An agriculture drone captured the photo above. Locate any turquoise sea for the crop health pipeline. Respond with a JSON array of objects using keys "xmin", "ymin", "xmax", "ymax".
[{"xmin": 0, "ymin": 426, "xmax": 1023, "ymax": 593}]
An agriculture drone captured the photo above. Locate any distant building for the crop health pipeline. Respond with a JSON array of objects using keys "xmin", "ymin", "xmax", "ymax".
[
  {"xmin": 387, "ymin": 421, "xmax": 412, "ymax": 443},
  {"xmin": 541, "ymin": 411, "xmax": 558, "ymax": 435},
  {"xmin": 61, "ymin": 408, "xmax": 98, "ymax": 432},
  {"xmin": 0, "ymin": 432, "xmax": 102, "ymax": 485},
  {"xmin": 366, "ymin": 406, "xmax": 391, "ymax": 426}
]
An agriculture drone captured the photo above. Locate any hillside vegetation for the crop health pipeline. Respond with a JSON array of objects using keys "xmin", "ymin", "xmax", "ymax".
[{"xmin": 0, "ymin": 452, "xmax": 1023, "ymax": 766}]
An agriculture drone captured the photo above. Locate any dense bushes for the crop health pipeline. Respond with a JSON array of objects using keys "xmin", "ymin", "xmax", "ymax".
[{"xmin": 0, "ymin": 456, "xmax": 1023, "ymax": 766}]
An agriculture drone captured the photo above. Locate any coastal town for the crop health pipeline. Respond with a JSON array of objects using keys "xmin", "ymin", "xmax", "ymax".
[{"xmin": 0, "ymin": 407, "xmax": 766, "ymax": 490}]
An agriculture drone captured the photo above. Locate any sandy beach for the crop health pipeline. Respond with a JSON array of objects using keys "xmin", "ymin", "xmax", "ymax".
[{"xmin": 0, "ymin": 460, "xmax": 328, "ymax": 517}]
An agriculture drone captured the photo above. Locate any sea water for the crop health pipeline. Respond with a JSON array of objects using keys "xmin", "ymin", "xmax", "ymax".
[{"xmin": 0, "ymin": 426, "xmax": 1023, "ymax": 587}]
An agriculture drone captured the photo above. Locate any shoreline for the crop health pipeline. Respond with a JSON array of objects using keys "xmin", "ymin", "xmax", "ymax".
────────────────────
● **DIRECTIONS FOR THIS TASK**: Rewrite the records above with each "crop health pipeline" changed to "coastal survey pipeline", keeping everything else the same.

● **RESULT FOR THIS EXERCISE**:
An agriculture drone captured the photo above. Locate any turquoise sea for the coastal survey pipeline. Respond with a JSON array of objects using keys "xmin", "ymin", "xmax", "ymax".
[{"xmin": 0, "ymin": 426, "xmax": 1023, "ymax": 593}]
An agriculture drone captured the photo above. Locate any distant building for the coastal survey pipeline. Respond with a JSON array of objects using keys "xmin", "ymin", "xmax", "ymax".
[
  {"xmin": 387, "ymin": 421, "xmax": 412, "ymax": 443},
  {"xmin": 541, "ymin": 411, "xmax": 558, "ymax": 435},
  {"xmin": 61, "ymin": 408, "xmax": 98, "ymax": 432},
  {"xmin": 0, "ymin": 432, "xmax": 102, "ymax": 485},
  {"xmin": 366, "ymin": 406, "xmax": 391, "ymax": 426}
]
An agriculture drone captured the photo above. Locate any hillside vegetation for the coastal survey pipeline. Respond with a JSON array of objects using keys "xmin", "ymin", "xmax", "ymax".
[{"xmin": 0, "ymin": 452, "xmax": 1023, "ymax": 766}]
An agriculture drone captured the photo above. Locate any dense bushes for the coastal survey pipeline. Respond with a JSON array of objects using keys "xmin", "ymin", "xmax", "ymax".
[{"xmin": 0, "ymin": 456, "xmax": 1023, "ymax": 766}]
An agriculture drone captured the photo above. Locate any coastal town for the coastal survey pipeline. Respond with a JSON array of objects using keys "xmin", "ymin", "xmax", "ymax".
[{"xmin": 0, "ymin": 407, "xmax": 766, "ymax": 490}]
An agriculture drone captured the photo above. Locate any sandy beach for the coastal survey pipeline. Respond with a JSON array of objects using keys "xmin", "ymin", "xmax", "ymax".
[{"xmin": 0, "ymin": 460, "xmax": 328, "ymax": 517}]
An agriculture drone captured the photo above. Locate any sea water for the coastal survey pipeline. Respond with a JSON array of objects using keys "xmin", "ymin", "xmax", "ymax".
[{"xmin": 0, "ymin": 426, "xmax": 1023, "ymax": 587}]
An agriculture drone captured the photo above. Locate any shoreline for the coastal survey pipeline. Respond with a JSON array of objects using keys "xmin", "ymin", "xmax", "ymax".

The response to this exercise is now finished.